Funding for COVID-19 fight

World leaders have recognised that COVID-19 is indeed an enemy to humanity, and they are taking very proactive measures at all levels to bring a halt to the further spread of the disease, and reduce its impact on people everywhere.
COVID-19 has really caught the world by surprise, and its massive economic and social impacts on countries will no doubt be felt in years to come. At the moment, the deadly disease has a foothold across the globe, and is now reaching countries that were already facing humanitarian crises because of conflict, natural disasters and climate change.
Many of these countries were also already facing tough economic times, and now, with the challenge of battling COVID-19, one could only imagine how some of them would survive this difficult period. In fact, experts have suggested that some countries would enter into recession as the economic toll would be very heavy due to job losses, closure of industries, and overburdened healthcare systems etc.
On Wednesday, United Nations Secretary-General António Guterres, along with other top officials, launched a US$2 billion coordinated global humanitarian response plan to fight COVID-19 in some of the world’s most vulnerable countries.
The UN initiative is being viewed by international development partners as a major step to protect millions of people and stop the virus from re-circling the globe. The response plan will be implemented by UN agencies, with international NGOs playing a direct role in the response.
According to the UN, the plan seeks to: deliver essential laboratory equipment to test for the virus, and medical supplies to treat people; install handwashing stations in camps and settlements; launch public information campaigns on how persons can protect themselves and others from the virus; and establish air-bridges and hubs across Africa, Asia and Latin America to move humanitarian workers and supplies to where they are needed most.

Supplied data ->
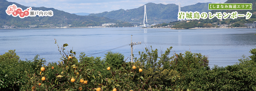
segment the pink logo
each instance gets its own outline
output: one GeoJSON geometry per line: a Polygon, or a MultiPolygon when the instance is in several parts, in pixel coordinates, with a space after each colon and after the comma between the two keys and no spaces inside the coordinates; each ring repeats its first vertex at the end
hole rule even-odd
{"type": "Polygon", "coordinates": [[[35,16],[37,15],[39,16],[53,16],[53,12],[52,11],[32,11],[32,8],[29,7],[24,11],[20,8],[18,8],[14,4],[10,5],[5,11],[6,13],[8,15],[12,15],[14,17],[19,16],[20,18],[23,18],[29,16],[35,16]]]}

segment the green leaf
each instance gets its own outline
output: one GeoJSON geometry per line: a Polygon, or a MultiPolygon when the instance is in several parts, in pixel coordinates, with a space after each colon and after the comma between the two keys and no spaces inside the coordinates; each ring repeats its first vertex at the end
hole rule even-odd
{"type": "Polygon", "coordinates": [[[108,79],[108,82],[109,83],[111,83],[111,80],[109,78],[108,79]]]}
{"type": "Polygon", "coordinates": [[[144,80],[144,78],[143,77],[140,76],[140,78],[141,78],[143,80],[144,80]]]}
{"type": "MultiPolygon", "coordinates": [[[[57,76],[57,77],[58,76],[57,76]]],[[[56,80],[55,80],[55,81],[54,81],[54,83],[55,83],[55,84],[57,84],[56,83],[57,82],[57,80],[58,80],[58,79],[56,79],[56,80]]]]}

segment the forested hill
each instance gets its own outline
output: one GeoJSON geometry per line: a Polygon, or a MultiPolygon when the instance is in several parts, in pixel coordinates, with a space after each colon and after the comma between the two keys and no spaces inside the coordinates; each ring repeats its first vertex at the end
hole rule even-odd
{"type": "Polygon", "coordinates": [[[28,27],[28,25],[36,25],[38,26],[47,25],[48,24],[54,25],[70,24],[72,25],[70,27],[84,27],[101,26],[102,24],[115,23],[120,21],[104,17],[79,16],[53,8],[44,7],[31,8],[33,10],[52,10],[53,12],[53,16],[39,17],[37,16],[35,17],[27,17],[21,19],[18,16],[14,17],[11,15],[8,15],[5,13],[5,11],[8,6],[12,4],[15,4],[23,10],[29,7],[5,0],[0,0],[0,27],[3,25],[13,25],[16,27],[28,27]]]}
{"type": "MultiPolygon", "coordinates": [[[[181,7],[182,11],[198,11],[208,12],[208,3],[198,3],[196,4],[181,7]]],[[[146,5],[147,16],[148,22],[170,21],[177,20],[178,5],[174,4],[166,5],[148,3],[146,5]]],[[[138,8],[127,9],[123,9],[99,13],[92,13],[89,16],[104,16],[111,19],[129,22],[141,22],[143,21],[144,15],[144,5],[138,8]]]]}

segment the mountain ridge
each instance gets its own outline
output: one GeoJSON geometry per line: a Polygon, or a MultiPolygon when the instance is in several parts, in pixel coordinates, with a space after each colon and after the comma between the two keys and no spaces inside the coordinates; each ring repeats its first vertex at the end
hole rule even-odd
{"type": "MultiPolygon", "coordinates": [[[[20,8],[23,10],[29,7],[16,3],[8,2],[5,0],[0,0],[0,27],[3,25],[14,25],[16,27],[18,28],[27,27],[29,27],[28,25],[37,25],[41,27],[42,25],[48,24],[56,25],[61,24],[71,25],[71,26],[69,27],[84,27],[101,26],[102,24],[121,22],[119,20],[104,17],[77,15],[52,8],[47,8],[43,7],[31,7],[32,10],[52,10],[53,12],[54,15],[52,17],[39,17],[37,16],[21,19],[19,17],[15,17],[11,15],[8,15],[5,13],[5,11],[8,6],[12,4],[15,4],[18,7],[20,8]]],[[[121,21],[121,23],[123,22],[121,21]]]]}

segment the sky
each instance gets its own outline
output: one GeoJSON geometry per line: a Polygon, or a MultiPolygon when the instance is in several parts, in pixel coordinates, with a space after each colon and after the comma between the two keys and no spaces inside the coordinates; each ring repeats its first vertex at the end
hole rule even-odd
{"type": "Polygon", "coordinates": [[[124,10],[138,8],[147,3],[164,4],[174,4],[181,7],[198,3],[223,3],[227,0],[7,0],[28,7],[53,8],[69,13],[99,13],[120,9],[124,10]]]}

Tasks ->
A) Answer these questions from the COVID-19 funding article:
(i) Who launched the coordinated global humanitarian response plan, along with other top officials?
(ii) Across which regions does the plan seek to establish air-bridges and hubs?
(iii) What three causes of existing humanitarian crises does the article name?
B) Carry on writing the COVID-19 funding article from the end of its last sentence.
The material stands apart from the COVID-19 funding article and is a separate matter.

Answers in order ->
A)
(i) United Nations Secretary-General António Guterres
(ii) Africa, Asia and Latin America
(iii) Conflict, natural disasters and climate change

B)
Under-Secretary-General for Humanitarian Affairs, Mark Lowcock, was quoted during the launch as saying that COVID-19 has already upended life in some of the world’s wealthiest countries. It is now reaching places where people live in war zones, cannot easily access clean water and soap, and have no hope of a hospital bed if they fall critically ill.
He added that to leave the world’s poorest and most vulnerable countries to their fate would be both cruel and unwise. He noted that if the coronavirus is left to spread freely in these places, millions of people would be at high risk, whole regions would be tipped into chaos, and the virus would have the opportunity to circle back around the globe. The UN’s priority is to help these countries prepare and continue helping the millions who rely on humanitarian assistance from the UN to survive.
We support the call for UN member states to act now, by committing to stem the impact of COVID-19 in vulnerable countries and contain the virus globally by giving the strongest possible support to the plan. Certainly, individual country responses are not enough; there is need for a major international response, hence the initiative taken by the UN is laudable, as this now means there would be funding for crucial programmes aimed at bringing a halt to the disease. As stated by the UN head, COVID-19 is menacing the whole of humanity, and so the whole of humanity must fight back.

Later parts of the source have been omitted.